Nanopartículas ajudam a eliminar o mofo branco
Utilizando a Trichoderma harzianum como principal agente defensivo, em conjunto com as nanopartículas, uma pesquisa recente feita por Renata demonstra resultados positivos para a plantação, por ser uma substância já conhecida pelos agricultores, ao aumentar a produtividade do solo. “A gente tem uma coleção de patógenos, pensando em diferentes pesquisas para serem estudadas a longo prazo. A nanopartícula é boa para ser trabalhada porque é muito pequena, não alterando, de forma negativa, a região onde ela foi colocada”, reforça.
“Testamos a Trichoderma com o mofo branco porque é um dos maiores problemas encontrados na agricultura. Então, ao ter este patógeno presente, o que for plantado ali, pode acabar sendo contaminado”, explica Renata.
Patrícia Renci reforça os cuidados na lavoura quando há existência desta doença altamente destrutiva causada pelo fungo Sclerotinia sclerotiorum, que ataca espécies como o feijão, a soja, o algodão, o girassol, entre outras.
“Pode causar reduções médias de 21% na produtividade da soja, podendo chegar até a 70% em algumas lavouras isoladas. No Brasil, o mofo branco ocorre principalmente nos estados de São Paulo e Minas Gerais. Em Goiás já foram observadas perdas de até 50% no rendimento de várias culturas, além disso, deve ser considerada a provável diminuição da qualidade do produto colhido”, alerta Patrícia que é especialista em Produção Vegetal.
Para Renata, o estudo de nanopartículas utilizando ferromagnético a favor da Trichoderma foi interessante, do ponto de vista científico, por ser um mineral de fácil retirada do solo, posteriormente. Já a nanopartícula de prata foi mais assertiva em eliminar o patógeno sem matar o agente. “Quando começamos a trabalhar com a Trichoderma, em conjunto com as nanopartículas de ferro e prata, percebemos que elas trazem resultados diferentes”, comenta a professora.

☆ ☆ ☆ ☆ ☆ ☆ ☆

## TAREFA 1
Resuma em duas frases o texto sobre o mofo branco.
## TAREFA 2
Reescreva o trecho do texto sobre o mofo branco que começa nas palavras "Patrícia Renci reforça" e vai até "em Produção Vegetal.", inclusive, substituindo "produtividade" por "colheita".
## TAREFA 3
Dê continuidade ao texto sobre o mofo branco a partir do ponto em que ele termina.
A listagem não tem relação com o texto sobre o mofo branco.

☆ ☆ ☆ ☆ ☆ ☆ ☆

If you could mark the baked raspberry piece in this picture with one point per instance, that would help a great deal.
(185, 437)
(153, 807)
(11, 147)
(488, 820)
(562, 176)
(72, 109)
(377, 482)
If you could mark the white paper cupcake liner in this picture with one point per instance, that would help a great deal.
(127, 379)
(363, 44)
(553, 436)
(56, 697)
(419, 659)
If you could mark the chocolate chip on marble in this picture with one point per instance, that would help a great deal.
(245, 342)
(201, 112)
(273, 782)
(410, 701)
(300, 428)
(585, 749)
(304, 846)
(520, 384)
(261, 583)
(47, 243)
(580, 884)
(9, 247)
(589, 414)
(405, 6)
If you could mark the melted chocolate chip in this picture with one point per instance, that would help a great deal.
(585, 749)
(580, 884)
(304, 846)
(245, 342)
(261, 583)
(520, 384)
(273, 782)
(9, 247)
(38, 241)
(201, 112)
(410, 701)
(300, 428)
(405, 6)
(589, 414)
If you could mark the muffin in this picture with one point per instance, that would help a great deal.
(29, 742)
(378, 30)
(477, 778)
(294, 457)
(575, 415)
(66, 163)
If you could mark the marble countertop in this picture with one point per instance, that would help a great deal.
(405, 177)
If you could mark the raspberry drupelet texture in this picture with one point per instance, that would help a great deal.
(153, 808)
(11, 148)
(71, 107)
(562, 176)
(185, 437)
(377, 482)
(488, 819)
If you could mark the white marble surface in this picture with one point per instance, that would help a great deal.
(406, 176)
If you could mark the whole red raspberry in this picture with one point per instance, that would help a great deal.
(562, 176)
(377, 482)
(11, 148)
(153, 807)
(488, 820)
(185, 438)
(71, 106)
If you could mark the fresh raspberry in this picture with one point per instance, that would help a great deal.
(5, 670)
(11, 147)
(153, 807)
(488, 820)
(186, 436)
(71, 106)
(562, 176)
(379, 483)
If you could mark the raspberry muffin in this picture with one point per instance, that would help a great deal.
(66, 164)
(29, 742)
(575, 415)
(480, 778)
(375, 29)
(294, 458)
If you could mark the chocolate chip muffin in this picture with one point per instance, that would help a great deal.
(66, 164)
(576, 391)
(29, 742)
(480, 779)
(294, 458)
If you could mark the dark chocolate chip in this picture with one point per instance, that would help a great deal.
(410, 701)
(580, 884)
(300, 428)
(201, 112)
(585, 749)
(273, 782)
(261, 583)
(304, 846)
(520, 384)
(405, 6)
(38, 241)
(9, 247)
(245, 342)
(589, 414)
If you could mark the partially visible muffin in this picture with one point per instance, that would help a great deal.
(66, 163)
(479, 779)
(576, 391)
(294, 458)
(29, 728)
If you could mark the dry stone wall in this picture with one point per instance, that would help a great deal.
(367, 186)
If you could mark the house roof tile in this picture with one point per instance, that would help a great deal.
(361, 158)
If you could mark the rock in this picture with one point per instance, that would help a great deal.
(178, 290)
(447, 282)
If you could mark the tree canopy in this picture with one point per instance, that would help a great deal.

☆ ☆ ☆ ☆ ☆ ☆ ☆

## RESPOSTA 1
Uma pesquisa de Renata usa a Trichoderma harzianum com nanopartículas contra o mofo branco, um dos maiores problemas da agricultura, e as nanopartículas de ferro e de prata deram resultados diferentes, sendo a de prata mais assertiva em eliminar o patógeno sem matar o agente. Segundo Patrícia Renci, a doença, causada pelo fungo Sclerotinia sclerotiorum, pode reduzir em média 21% a produtividade da soja, chegando a 70% em algumas lavouras isoladas.

## RESPOSTA 2
Patrícia Renci reforça os cuidados na lavoura quando há existência desta doença altamente destrutiva causada pelo fungo Sclerotinia sclerotiorum, que ataca espécies como o feijão, a soja, o algodão, o girassol, entre outras.
“Pode causar reduções médias de 21% na colheita da soja, podendo chegar até a 70% em algumas lavouras isoladas. No Brasil, o mofo branco ocorre principalmente nos estados de São Paulo e Minas Gerais. Em Goiás já foram observadas perdas de até 50% no rendimento de várias culturas, além disso, deve ser considerada a provável diminuição da qualidade do produto colhido”, alerta Patrícia que é especialista em Produção Vegetal.

## RESPOSTA 3
Benefícios dos estudos científicos para diferentes tipos de plantações
A pesquisadora reforça que a nanopartícula pode ser utilizada em diferentes plantações, como milho, soja, folhas, entre outros. “Isso é bem interessante, porque tem estudos que a gente mira para commodities, por ser grandes plantações, e outros que a gente pensa na agricultura familiar”, enfatiza.
A preocupação sobre os malefícios que a nanopartícula pode trazer também faz parte da rotina da pesquisa. “A longo prazo, nós fazemos uma previsão do que pode se expressar. A nossa maior preocupação é com o solo e a água. Se chover, a substância ficará na planta ou escorrerá para o solo? Isso é uma preocupação nossa. Então, fazemos acompanhamento para se ter uma ideia”, comenta a professora.
“A nanopartícula sempre existiu, porque o próprio ambiente está fazendo e desfazendo nano o tempo inteiro e você só consegue identificar a nanopartícula quando está trabalhando, mas pegando direto do solo, é quase impossível detectar, por isso que é preciso estudar bastante, para ter a garantia de que deu certo”, conta Renata, afirmando que o estudo praticamente não traz nenhum malefício à natureza.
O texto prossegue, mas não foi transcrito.